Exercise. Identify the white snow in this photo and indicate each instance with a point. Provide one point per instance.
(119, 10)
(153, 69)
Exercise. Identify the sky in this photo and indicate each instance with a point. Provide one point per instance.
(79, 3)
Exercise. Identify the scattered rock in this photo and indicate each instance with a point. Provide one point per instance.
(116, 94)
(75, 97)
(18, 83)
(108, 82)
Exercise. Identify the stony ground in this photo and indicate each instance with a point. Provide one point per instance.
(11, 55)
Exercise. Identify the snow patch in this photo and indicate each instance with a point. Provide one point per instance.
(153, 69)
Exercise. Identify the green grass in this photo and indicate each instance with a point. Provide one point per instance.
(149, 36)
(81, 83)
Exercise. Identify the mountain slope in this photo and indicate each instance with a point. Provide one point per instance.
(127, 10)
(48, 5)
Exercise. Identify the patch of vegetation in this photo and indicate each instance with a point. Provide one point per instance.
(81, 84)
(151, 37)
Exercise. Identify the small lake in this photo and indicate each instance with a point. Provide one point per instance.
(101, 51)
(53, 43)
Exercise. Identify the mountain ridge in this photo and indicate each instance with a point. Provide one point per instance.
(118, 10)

———

**AIM OF THE EXERCISE:**
All of the data, from the first line to the last, should be written out exactly.

**ANSWER TO THE PROBLEM:**
Exercise. Identify the white snow in this photo and indicate each instance with a point. Provide one point per instance.
(119, 10)
(153, 69)
Exercise. Identify the sky in this photo and indicate each instance with a point. Provide one point per instance.
(79, 3)
Exercise. Identify the scattered rock in this photo and indicate each instance with a point. Provide one point per instance.
(116, 94)
(75, 97)
(18, 83)
(108, 82)
Exercise. Identify the stony ground in this photo and indicate each instance with a point. Provide one point per instance.
(11, 55)
Exercise. Identify the snow patch in this photo and indicate each instance with a point. Provide one point per instance.
(153, 69)
Exercise. Identify the green grass in this photo and indicate each instance with a point. Provide one point per instance.
(149, 36)
(81, 83)
Exercise. Identify the mountain slope in this photo and indicate each instance with a point. Provide one point per instance.
(127, 10)
(48, 5)
Exercise. Identify the patch of vegetation in this photo and indicate each instance with a point. Provide one point per instance.
(81, 84)
(151, 37)
Exercise. Identify the small lake in this photo and indicate each instance with a point. Provide one point per instance.
(101, 51)
(53, 43)
Exercise. Identify the mountain ridge in this photo and indicate each instance with a point. Provide one point per instance.
(118, 10)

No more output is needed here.